Source data
+ + +
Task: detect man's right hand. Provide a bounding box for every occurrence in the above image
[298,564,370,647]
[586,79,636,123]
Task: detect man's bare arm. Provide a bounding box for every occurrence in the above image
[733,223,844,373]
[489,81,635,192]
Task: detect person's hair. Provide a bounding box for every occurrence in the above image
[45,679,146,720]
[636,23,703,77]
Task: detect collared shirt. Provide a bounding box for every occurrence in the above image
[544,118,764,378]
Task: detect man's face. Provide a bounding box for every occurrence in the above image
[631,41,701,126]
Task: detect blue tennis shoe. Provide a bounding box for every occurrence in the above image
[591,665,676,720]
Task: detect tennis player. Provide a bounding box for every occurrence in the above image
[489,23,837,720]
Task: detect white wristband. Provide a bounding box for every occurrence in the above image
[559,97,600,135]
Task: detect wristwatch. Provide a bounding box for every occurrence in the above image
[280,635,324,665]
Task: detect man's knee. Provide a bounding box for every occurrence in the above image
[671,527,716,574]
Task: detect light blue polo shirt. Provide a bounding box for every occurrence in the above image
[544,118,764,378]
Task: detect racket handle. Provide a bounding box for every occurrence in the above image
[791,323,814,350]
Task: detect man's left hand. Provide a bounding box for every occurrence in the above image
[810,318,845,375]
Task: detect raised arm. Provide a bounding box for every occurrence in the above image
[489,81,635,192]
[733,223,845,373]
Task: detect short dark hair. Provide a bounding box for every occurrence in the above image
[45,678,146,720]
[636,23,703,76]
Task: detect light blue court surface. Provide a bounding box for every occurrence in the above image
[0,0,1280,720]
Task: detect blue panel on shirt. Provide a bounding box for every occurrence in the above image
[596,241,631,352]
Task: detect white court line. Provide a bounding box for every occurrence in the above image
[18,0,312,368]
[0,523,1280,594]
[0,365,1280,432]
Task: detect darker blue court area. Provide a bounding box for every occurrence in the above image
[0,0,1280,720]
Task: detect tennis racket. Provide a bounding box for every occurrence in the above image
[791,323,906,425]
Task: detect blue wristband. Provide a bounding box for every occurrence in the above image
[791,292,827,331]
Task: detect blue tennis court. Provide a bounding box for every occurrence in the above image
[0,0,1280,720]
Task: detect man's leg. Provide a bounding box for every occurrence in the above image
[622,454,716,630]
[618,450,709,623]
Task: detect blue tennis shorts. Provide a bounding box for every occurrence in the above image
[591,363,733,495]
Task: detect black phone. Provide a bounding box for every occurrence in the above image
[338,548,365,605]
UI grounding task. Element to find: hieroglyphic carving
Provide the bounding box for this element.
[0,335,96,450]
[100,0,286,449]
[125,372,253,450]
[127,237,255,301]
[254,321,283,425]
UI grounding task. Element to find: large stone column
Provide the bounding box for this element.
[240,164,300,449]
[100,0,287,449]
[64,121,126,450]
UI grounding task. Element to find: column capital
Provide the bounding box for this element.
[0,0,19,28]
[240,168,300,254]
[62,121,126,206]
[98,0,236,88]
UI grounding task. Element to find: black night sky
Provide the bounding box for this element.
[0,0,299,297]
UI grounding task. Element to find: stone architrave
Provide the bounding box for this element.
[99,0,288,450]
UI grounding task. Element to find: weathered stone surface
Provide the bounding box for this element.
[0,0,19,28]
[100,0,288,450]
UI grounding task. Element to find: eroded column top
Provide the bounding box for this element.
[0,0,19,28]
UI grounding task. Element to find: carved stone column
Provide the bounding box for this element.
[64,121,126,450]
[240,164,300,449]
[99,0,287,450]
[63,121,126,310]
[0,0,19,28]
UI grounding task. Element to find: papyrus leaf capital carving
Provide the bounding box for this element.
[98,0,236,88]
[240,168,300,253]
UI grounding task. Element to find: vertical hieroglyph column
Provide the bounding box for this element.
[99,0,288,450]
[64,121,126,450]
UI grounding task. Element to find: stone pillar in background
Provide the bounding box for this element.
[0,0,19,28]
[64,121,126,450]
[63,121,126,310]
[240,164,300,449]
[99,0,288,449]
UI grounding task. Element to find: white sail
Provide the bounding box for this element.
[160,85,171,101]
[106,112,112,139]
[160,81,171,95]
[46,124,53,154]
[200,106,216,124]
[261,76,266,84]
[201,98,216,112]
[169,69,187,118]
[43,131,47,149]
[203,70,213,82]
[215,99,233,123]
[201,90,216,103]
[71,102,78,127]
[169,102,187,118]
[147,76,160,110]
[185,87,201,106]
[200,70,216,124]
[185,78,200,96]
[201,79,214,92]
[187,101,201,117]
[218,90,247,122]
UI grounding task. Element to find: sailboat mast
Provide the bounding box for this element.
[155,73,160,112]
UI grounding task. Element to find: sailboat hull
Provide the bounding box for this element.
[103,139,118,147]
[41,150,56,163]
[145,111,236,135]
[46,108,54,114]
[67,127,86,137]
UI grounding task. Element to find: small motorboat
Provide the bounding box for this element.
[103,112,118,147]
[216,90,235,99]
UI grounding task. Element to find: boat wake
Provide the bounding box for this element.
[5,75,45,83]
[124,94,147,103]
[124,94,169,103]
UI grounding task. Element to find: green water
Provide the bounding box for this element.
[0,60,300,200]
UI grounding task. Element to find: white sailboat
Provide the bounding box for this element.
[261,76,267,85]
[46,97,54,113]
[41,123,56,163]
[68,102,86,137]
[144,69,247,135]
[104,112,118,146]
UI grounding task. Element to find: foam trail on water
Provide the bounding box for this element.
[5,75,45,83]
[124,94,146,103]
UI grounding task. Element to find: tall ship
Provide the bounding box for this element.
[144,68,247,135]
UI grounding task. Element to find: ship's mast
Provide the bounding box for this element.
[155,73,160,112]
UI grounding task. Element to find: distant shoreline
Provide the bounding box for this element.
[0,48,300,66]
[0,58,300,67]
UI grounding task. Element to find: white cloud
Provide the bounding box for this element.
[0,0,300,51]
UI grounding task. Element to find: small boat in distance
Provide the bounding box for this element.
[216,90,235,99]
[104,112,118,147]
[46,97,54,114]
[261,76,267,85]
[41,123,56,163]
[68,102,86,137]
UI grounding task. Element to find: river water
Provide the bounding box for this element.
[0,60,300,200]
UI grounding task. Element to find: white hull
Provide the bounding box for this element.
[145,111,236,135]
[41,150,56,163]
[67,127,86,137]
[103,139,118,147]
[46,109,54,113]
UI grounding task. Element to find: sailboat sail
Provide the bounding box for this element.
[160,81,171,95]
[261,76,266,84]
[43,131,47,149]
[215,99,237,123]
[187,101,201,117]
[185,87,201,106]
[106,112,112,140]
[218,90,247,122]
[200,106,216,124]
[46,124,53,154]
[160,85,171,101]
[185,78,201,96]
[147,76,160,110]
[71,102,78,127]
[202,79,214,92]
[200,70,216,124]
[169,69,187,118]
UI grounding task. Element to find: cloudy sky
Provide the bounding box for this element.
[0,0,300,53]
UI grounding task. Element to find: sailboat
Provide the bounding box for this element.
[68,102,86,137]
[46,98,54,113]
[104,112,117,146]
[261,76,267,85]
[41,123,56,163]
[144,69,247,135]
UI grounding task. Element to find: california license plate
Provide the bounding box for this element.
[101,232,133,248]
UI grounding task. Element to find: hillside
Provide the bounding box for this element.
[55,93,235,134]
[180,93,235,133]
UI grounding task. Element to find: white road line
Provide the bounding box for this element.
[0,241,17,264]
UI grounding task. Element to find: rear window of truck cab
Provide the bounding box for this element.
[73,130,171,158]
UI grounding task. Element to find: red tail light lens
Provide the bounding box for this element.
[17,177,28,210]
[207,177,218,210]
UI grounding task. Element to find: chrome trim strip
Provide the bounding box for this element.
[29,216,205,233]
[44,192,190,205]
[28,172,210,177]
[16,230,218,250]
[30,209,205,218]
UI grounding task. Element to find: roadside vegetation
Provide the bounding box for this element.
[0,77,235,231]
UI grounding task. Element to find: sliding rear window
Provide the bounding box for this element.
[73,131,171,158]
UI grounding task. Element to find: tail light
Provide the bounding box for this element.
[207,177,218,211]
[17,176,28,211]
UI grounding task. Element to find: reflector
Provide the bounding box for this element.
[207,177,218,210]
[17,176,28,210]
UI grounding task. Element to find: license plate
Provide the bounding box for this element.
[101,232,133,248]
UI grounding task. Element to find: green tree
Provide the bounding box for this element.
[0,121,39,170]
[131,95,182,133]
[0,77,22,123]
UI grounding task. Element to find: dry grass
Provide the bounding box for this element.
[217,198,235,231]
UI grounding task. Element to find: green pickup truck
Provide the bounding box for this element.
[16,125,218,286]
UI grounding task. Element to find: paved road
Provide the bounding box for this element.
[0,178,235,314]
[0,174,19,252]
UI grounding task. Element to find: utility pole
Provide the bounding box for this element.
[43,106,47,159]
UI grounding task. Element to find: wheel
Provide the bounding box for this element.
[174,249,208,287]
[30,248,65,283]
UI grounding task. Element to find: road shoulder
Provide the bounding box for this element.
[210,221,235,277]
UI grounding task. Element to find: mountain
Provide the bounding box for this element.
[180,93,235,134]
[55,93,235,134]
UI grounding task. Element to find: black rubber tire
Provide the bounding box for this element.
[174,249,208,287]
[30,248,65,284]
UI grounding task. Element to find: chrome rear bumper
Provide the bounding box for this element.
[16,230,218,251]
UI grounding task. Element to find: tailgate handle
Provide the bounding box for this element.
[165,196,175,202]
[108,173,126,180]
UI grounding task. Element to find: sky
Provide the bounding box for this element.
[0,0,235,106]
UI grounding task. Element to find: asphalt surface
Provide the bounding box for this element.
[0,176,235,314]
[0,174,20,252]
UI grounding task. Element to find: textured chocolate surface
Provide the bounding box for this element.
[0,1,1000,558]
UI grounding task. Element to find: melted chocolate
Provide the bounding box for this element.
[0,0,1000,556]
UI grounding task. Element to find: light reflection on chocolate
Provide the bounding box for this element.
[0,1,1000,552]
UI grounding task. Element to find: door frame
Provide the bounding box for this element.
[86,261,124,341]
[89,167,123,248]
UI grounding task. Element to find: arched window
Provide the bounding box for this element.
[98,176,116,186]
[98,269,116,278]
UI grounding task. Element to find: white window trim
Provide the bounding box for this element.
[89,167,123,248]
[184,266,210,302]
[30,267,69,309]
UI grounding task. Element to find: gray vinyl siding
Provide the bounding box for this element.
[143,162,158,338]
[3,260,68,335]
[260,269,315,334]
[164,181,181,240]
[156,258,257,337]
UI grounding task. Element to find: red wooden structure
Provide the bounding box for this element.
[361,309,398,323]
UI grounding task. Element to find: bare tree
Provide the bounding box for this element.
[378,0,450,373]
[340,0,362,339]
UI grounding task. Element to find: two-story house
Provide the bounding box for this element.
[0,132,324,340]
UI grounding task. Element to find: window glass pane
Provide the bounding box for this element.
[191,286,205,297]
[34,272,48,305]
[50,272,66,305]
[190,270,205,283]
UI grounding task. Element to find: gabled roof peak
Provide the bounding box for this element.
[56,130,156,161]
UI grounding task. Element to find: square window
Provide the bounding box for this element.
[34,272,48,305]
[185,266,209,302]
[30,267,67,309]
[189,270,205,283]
+ + +
== SET PROBLEM ==
How many of the lines above contain the word "chocolate"? Reply with the number alone.

== COMPLETE OUTPUT ==
3